EXERCISE OBJECTIVE.
Please return every line of the material verbatim and skip any images.

EXERCISE INPUTS.
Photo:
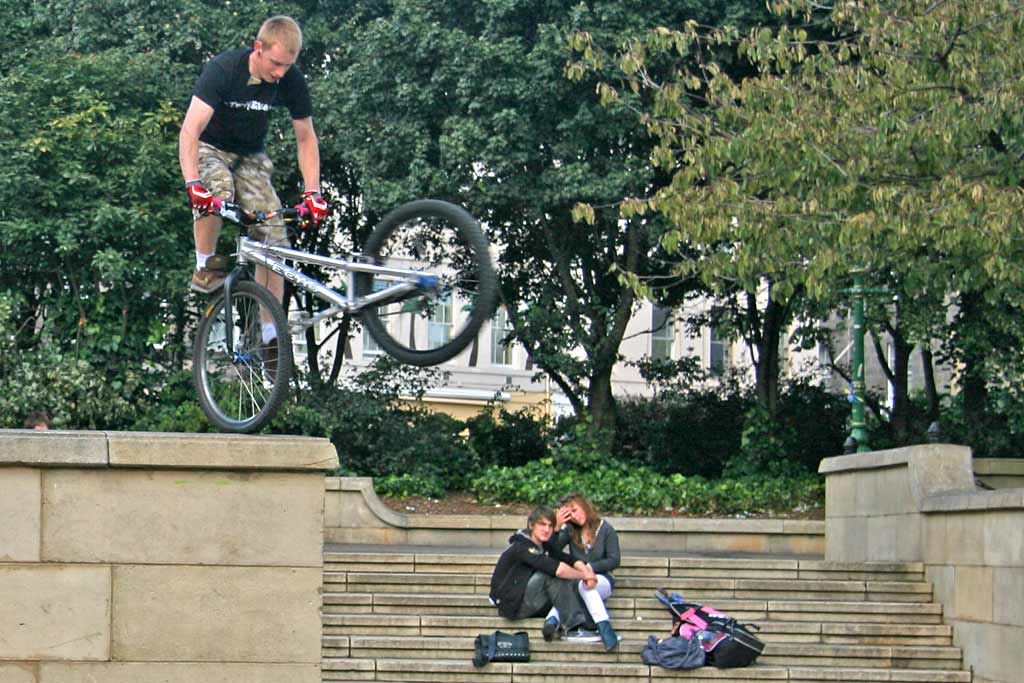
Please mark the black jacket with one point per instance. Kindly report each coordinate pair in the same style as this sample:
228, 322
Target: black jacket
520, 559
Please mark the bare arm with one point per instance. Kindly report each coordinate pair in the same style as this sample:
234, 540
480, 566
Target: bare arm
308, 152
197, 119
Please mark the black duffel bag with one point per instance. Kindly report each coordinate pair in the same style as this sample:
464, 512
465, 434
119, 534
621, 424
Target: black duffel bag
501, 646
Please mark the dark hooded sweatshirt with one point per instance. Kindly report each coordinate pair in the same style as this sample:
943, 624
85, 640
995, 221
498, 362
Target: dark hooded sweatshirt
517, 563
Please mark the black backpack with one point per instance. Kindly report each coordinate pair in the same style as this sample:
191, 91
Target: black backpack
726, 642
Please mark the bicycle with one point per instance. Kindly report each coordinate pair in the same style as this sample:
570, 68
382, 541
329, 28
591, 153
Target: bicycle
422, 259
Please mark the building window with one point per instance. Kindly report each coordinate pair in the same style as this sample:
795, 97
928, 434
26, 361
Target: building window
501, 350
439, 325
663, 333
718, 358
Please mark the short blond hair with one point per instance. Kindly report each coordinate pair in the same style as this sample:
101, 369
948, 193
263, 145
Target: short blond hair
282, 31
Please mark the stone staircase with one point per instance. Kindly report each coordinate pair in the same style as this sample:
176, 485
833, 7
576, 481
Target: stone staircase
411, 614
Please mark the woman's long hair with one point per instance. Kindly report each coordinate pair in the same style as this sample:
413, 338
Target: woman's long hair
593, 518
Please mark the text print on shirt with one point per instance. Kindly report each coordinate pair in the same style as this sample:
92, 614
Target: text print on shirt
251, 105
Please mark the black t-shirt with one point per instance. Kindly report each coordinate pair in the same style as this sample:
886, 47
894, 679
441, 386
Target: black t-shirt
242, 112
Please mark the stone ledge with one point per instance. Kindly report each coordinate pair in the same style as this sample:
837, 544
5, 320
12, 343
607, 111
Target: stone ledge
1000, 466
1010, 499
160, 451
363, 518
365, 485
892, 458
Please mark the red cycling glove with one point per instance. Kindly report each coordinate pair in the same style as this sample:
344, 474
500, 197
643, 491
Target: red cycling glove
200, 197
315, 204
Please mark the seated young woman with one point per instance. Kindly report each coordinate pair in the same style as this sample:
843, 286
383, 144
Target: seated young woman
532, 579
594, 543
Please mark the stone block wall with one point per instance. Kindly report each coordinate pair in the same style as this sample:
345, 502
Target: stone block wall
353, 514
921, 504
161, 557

SOLVED PROBLEM.
Photo:
Please mark the black jacket with one point per instance. Kindly report each coordinate pair in the same style as this sample:
228, 322
Target: black jacket
520, 559
Please mark the bare arm with one point per instance. Kindly report each coordinate pair in the same style as this sample:
234, 540
480, 566
Target: bare arm
308, 152
197, 119
Please mark the black duffel bag with one point per instance. Kindly report each coordinate pair in the same style as this sample:
464, 512
465, 434
119, 534
621, 424
Target: black duffel bag
501, 646
Please mark the dark hooded sweatshirt with one point per instance. Kindly report each coordinate pair in the same style as this sample:
943, 624
85, 640
995, 221
498, 362
Target: dark hooded sweatshirt
517, 563
Please mark the black backpack with one point per instance. Kindly report each coordinate pair in the same style as this sample:
191, 91
Target: black backpack
726, 642
Please mark the bicycle with one point per instance. Kindly report each coordinate pair in the same style as this sample:
570, 68
382, 541
329, 28
591, 153
Target: bicycle
422, 259
Please mark the building window with one point per instance. Kindly report each coordinate pair in the same style as this sample:
795, 97
928, 434
26, 361
Target: building window
501, 350
439, 325
663, 333
718, 358
Please mark the short blond hair with one point per instance. Kindly report each coordinate pair in the same style as this sample:
101, 369
948, 193
263, 145
Target: short blond hair
282, 31
Please mark the stone staircase with one point per instance. Kindly report each coordinate pair in the same style as this sample:
176, 485
833, 7
576, 481
Target: stone staircase
411, 614
Please mark the woman's long hair with one point per instance. Kindly report each coordinate pair in the same style as this sample:
413, 338
Target: woman's long hair
593, 518
Please mark the text print on shirt with one point per instance. Kindly report each coordinate pair in the same style as this sample:
92, 614
Target: text print on shirt
251, 105
Please mark the black t-shirt with one point per instance. Kindly report each coordinate pair in the same style as this sample:
886, 47
894, 679
441, 386
Target: black t-shirt
242, 112
Please mark the stone ledge with one point per instance. Kindly report each coordinate pair in the same style as this sample:
837, 544
5, 320
12, 343
607, 111
Target: stone ledge
1000, 466
1010, 499
160, 451
363, 518
365, 485
892, 458
Please mark the red cycling glove with one point per instance. Kindly report each coordinate pair in the same style as this sample:
344, 474
500, 197
643, 491
Target: red cycling glove
200, 197
315, 204
Please mark the seated young woman with one point per instance. Kindly report each coordinate pair in the same style as this sample:
843, 286
383, 144
Target: seated young woman
532, 579
594, 543
Please mark the stone block wall with one point per instance. Kindly report each coordinate pair in the same style as this sample:
345, 502
Target: stone block wall
353, 514
921, 504
161, 557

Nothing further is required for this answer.